_TASK INSTRUCTIONS_: According to the page text on cyber security in Bangladesh, what total amount did the Federal Reserve Bank of New York block at Bangladesh Bank's request?

_PAGE TEXT_:
-----
THE prevailing lack of cyber security in Bangladesh, particularly in financial institutions is a matter of serious national concern. According to a New Age report on Monday, the majority of the government installations and banks are at risk of cyber attack. More specifically, 80.5 per cent IT system in government offices and 52 per cent of bank systems have taken no proper measure to tackle the growing cyber threat across the globe. A non-government research organisation, Crime Research and Analysis Foundation disclosed that at least thirty computers were reportedly affected so far in Bangladesh by the global attack. It is only incidental that no government system was disrupted. However, this most recent global cyber attack Ransomware — leveraging hacking tools believed to have been developed by the US National Security Agency has infected tens of thousands of computers in nearly 100 countries on May 12-13 — have revealed how vulnerable the national cyber security system in Bangladesh. Therefore, the disconcerting cyber security situation in Bangladesh is antithetical to incumbent’s vision and claim to establish a ‘Digital Bangladesh.’
It is particularly worrying that even after the notorious Bangladesh Bank cyber heist, the cyber security system in banking sector still remains flawed. In February 2016, instructions to steal US$951 million from Bangladesh Bank, the central bank of Bangladesh, were issued via the SWIFT network. Five transactions issued by hackers, worth $101 million and withdrawn from a Bangladesh Bank account at the Federal Reserve Bank of New York, succeeded, with $20 million traced to Sri Lanka (since recovered) and $81 million to the Philippines (about $18 million recovered). The Federal Reserve Bank of NY blocked the remaining thirty transactions, amounting to $850 million, at the request of Bangladesh Bank. It was identified later that Dridex malware was used for the attack. Moreover, in its annual report 2016, Bangladesh e-Government Computer Incident Response Team, a wing of Bangladesh Computer Council mentioned that 80.50 per cent of the government installations were found vulnerable. In spite of the heinous attack on the national bank, and the reported vulnerabilities, it is absolutely unacceptable that the government is lagging behind in taking capacity building measures, building skilled manpower, awareness and regulatory environment to prevent future cyber crime.
To take a great leap forward, the government should immediately take measures to immunise the financial industry from fast-moving cyber attacks by enforcing the Digital Security Bill 2016, as well as incorporating threat-prioritised remediation processes and timely management of the vulnerability such as the recent Ransomeware. It should also develop skilled (wo)man power to tackle the growing cyber threat. Instead of making rhetorical claim about ‘Digital Bangladesh’, it should recognise that in a global environment in which information technology rules the political economy, the question of the country’s cyber security is inseparable from the national security concerns. In the same vein, it is the duty of the incumbent to maintain the sovereign control of its cyberspace.
-----
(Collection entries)

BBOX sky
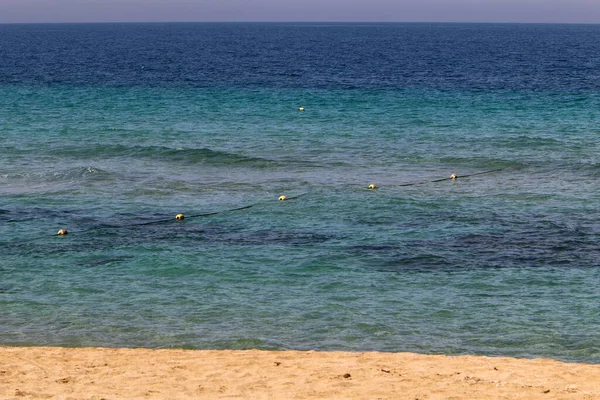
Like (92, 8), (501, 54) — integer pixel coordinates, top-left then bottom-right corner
(0, 0), (600, 24)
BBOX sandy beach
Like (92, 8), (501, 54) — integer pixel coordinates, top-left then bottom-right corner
(0, 347), (600, 400)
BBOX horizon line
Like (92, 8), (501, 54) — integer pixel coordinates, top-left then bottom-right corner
(0, 20), (600, 25)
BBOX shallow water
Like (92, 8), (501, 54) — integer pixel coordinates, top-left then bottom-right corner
(0, 24), (600, 363)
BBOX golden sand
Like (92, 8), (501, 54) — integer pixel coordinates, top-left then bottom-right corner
(0, 347), (600, 400)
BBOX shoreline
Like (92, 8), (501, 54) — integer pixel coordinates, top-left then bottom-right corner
(0, 347), (600, 400)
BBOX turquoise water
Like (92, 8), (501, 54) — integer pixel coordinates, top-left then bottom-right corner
(0, 24), (600, 363)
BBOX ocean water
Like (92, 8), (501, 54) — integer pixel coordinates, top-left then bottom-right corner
(0, 23), (600, 363)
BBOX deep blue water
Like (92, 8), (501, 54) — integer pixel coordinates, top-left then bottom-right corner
(0, 23), (600, 363)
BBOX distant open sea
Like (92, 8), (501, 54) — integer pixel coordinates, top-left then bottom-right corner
(0, 23), (600, 363)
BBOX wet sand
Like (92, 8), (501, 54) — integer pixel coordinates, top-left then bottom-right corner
(0, 347), (600, 400)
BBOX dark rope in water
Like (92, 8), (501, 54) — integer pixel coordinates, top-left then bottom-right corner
(397, 168), (502, 186)
(5, 168), (502, 243)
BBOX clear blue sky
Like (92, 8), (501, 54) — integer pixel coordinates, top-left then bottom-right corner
(0, 0), (600, 23)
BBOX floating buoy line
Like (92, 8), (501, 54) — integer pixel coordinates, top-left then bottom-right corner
(5, 168), (502, 240)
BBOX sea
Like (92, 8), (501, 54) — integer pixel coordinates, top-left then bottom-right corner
(0, 23), (600, 364)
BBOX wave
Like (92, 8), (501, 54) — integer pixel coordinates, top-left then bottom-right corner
(0, 166), (111, 183)
(52, 144), (277, 167)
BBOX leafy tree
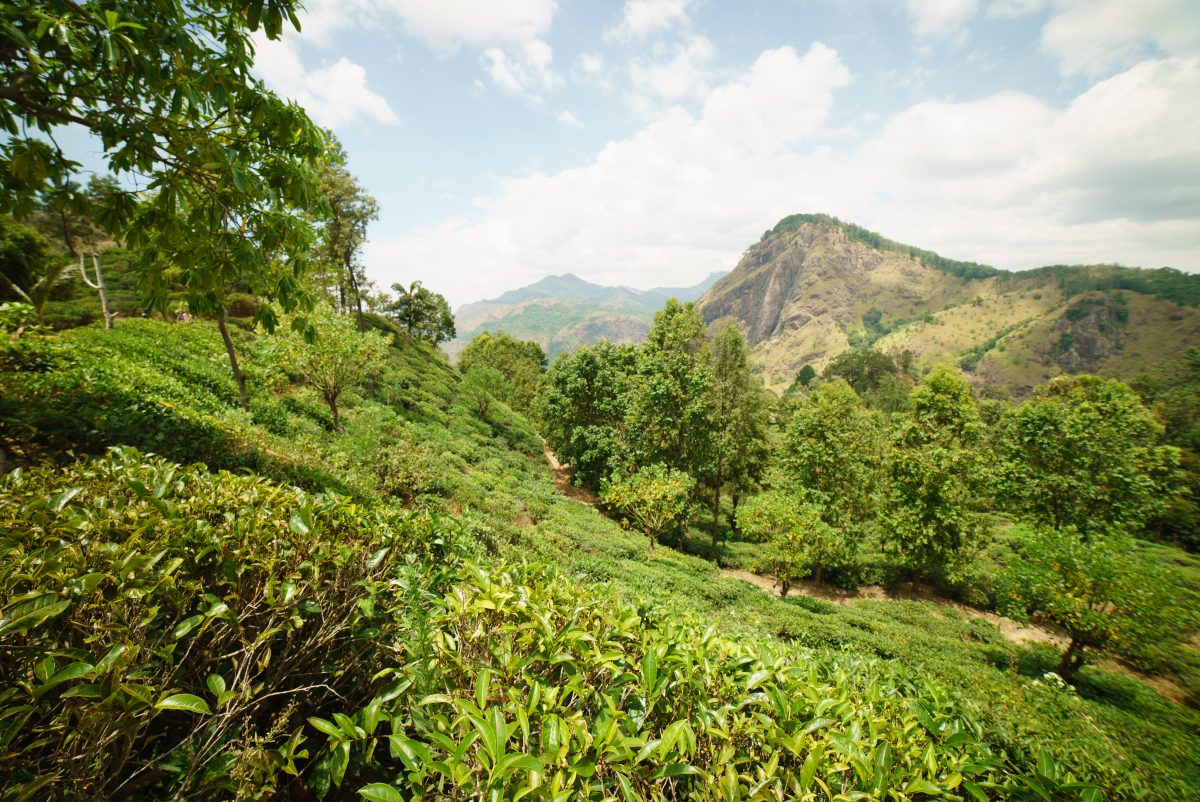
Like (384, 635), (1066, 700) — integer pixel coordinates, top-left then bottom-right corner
(278, 307), (388, 431)
(458, 331), (546, 414)
(780, 379), (888, 531)
(821, 348), (899, 395)
(625, 298), (712, 477)
(738, 490), (853, 598)
(1004, 527), (1175, 680)
(0, 217), (71, 325)
(886, 365), (985, 573)
(0, 0), (326, 406)
(380, 281), (455, 345)
(995, 376), (1178, 537)
(458, 365), (512, 418)
(535, 341), (637, 490)
(704, 319), (768, 550)
(314, 142), (379, 330)
(600, 462), (696, 559)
-----
_ANSWER TO THIS EXERCISE_: $850 million, across the remaining thirty transactions.